WHAT IS REQUIRED:
Extract the full listing below without altering a single character.

RECORDS PROVIDED:
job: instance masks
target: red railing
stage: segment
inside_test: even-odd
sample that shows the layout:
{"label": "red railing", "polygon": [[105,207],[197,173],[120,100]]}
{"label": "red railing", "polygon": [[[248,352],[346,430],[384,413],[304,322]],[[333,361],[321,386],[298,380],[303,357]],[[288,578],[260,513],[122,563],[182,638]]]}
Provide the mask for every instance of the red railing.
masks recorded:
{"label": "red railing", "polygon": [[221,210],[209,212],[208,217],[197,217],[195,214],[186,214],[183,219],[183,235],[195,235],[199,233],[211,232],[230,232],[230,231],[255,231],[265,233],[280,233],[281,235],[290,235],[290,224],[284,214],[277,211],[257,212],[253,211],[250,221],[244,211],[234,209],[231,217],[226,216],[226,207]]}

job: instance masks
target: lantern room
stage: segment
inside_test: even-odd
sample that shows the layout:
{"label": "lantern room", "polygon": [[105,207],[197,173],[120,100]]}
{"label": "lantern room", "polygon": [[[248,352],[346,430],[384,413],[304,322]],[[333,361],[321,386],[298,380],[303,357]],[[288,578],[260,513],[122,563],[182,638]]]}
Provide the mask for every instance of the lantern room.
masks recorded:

PROBLEM SOLUTION:
job: instance masks
target: red railing
stage: segment
inside_test: even-odd
sample that shows the layout:
{"label": "red railing", "polygon": [[105,207],[197,173],[120,100]]}
{"label": "red railing", "polygon": [[[248,352],[346,430],[384,413],[304,322]],[[333,361],[321,386],[298,380],[303,357]],[[288,578],[260,513],[122,563],[182,638]]]}
Provide the mask for every instance of the red railing.
masks recorded:
{"label": "red railing", "polygon": [[221,210],[209,212],[208,217],[197,217],[195,214],[186,214],[183,219],[183,235],[195,235],[199,233],[211,232],[230,232],[230,231],[255,231],[265,233],[280,233],[281,235],[290,235],[290,224],[284,214],[277,211],[257,212],[253,211],[250,221],[244,211],[234,209],[231,217],[226,216],[226,207]]}

job: instance masks
target: lantern room
stage: segment
inside_test: even-odd
sample that shows the layout:
{"label": "lantern room", "polygon": [[105,207],[197,173],[120,100]]}
{"label": "lantern room", "polygon": [[[248,352],[346,430],[384,413],[304,322]],[[333,361],[321,386],[298,380],[303,357]],[[288,578],[260,513],[122,563],[182,638]]]}
Provide the mask for every instance of the lantern room.
masks recorded:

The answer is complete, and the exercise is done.